** STATED EXERCISE A **
In the post on Creature Evolutions below, what kind of creature is the "Humanoid" type reserved for?

** PROVIDED TEXT **
◇ ◇ ◇ ◇ ◇ ◇ ◇
D&D 5E D&D Studio Blog - Sage Advice - Creature Evolutions

There's a new D&D Studio Blog - Jeremy's posted about "Creature Evolutions": Creature Evolutions | Dungeons & Dragons Some quick takeaways: Some creatures that were formerly humanoids will, going forward, be monstrosities, fey, or something else. ("Humanoid" is reserved for creatures with similar "moral and cultural range" to humans.) Alignment got put in a "time out". They've started using...

There's a new D&D Studio Blog - Jeremy's posted about "Creature Evolutions": Creature Evolutions | Dungeons & Dragons

Some quick takeaways:
  • Some creatures that were formerly humanoids will, going forward, be monstrosities, fey, or something else. ("Humanoid" is reserved for creatures with similar "moral and cultural range" to humans.)
  • Alignment got put in a "time out".
◇ ◇ ◇ ◇ ◇ ◇ ◇
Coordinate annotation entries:
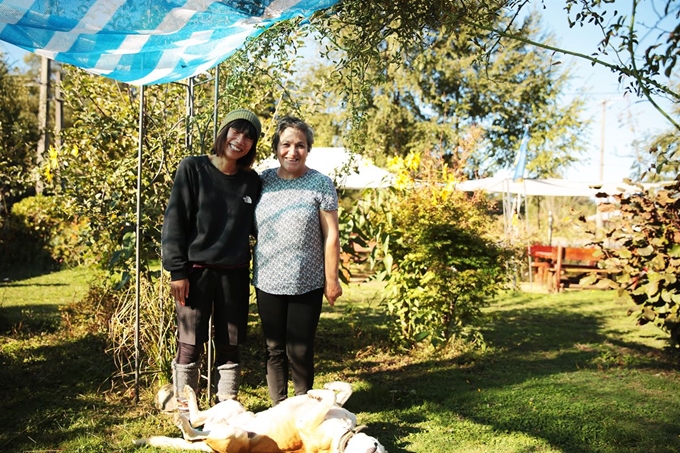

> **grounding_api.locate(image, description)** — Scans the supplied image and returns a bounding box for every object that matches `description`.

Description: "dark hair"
[212,119,259,170]
[272,115,314,155]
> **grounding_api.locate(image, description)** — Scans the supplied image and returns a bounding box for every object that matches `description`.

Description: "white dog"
[135,382,386,453]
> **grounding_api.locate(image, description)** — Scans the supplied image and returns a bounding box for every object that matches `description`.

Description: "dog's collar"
[338,425,366,453]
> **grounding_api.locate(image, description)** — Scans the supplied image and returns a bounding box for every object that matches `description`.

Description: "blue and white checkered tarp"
[0,0,338,85]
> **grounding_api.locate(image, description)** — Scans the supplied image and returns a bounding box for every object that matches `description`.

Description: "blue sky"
[532,0,678,182]
[0,0,677,182]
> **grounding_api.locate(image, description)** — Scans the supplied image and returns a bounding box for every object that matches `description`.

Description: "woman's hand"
[170,278,189,305]
[323,279,342,307]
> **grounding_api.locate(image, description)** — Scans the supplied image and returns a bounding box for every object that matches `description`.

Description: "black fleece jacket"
[161,156,262,281]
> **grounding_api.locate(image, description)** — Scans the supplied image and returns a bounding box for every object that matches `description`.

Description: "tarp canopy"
[0,0,338,85]
[456,177,664,197]
[255,148,394,189]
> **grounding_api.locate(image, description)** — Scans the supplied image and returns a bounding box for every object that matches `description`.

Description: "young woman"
[253,116,342,405]
[162,109,262,401]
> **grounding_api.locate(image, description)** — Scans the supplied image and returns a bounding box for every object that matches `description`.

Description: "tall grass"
[0,266,680,453]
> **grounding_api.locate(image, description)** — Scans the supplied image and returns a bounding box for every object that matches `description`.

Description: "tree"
[318,0,680,136]
[307,7,585,177]
[0,54,38,215]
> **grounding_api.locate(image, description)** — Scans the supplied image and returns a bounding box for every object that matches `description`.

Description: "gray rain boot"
[172,360,201,412]
[215,363,241,403]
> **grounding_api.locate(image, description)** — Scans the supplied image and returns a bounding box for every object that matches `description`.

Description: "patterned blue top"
[253,168,338,295]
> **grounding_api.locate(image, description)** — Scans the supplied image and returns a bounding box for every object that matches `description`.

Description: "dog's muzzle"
[338,425,366,453]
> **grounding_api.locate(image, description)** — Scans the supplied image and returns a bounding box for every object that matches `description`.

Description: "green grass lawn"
[0,270,680,453]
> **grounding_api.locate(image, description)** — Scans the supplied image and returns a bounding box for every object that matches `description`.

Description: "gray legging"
[256,288,323,405]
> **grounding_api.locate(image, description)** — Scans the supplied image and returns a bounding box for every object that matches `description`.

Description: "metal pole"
[208,64,220,401]
[135,85,144,403]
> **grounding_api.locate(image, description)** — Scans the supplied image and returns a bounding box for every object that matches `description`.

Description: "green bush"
[352,177,514,346]
[0,195,92,269]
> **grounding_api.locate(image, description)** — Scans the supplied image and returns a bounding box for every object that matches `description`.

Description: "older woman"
[253,116,342,405]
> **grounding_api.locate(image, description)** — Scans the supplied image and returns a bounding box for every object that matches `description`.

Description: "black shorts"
[175,267,250,345]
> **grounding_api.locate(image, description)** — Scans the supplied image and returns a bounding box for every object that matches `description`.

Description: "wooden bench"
[548,246,609,291]
[529,244,557,285]
[529,244,608,291]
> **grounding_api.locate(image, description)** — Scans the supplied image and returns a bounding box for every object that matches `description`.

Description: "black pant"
[175,267,250,345]
[256,288,323,405]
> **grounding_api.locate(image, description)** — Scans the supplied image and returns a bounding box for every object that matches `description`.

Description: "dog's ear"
[205,428,251,453]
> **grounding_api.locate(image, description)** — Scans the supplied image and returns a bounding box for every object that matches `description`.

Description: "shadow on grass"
[317,294,680,453]
[0,328,118,452]
[0,304,61,335]
[0,264,60,285]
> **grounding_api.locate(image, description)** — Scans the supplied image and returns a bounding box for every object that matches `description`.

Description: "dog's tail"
[134,436,214,453]
[323,381,352,406]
◇ ◇ ◇ ◇ ◇ ◇ ◇
** STATED EXERCISE B **
Please pull out every line of the listing above that contains the string "woman".

** PROBLEM SOLUTION A **
Creatures with a "moral and cultural range" similar to that of humans.

** PROBLEM SOLUTION B **
Description: "woman's hand"
Description: "young woman"
Description: "older woman"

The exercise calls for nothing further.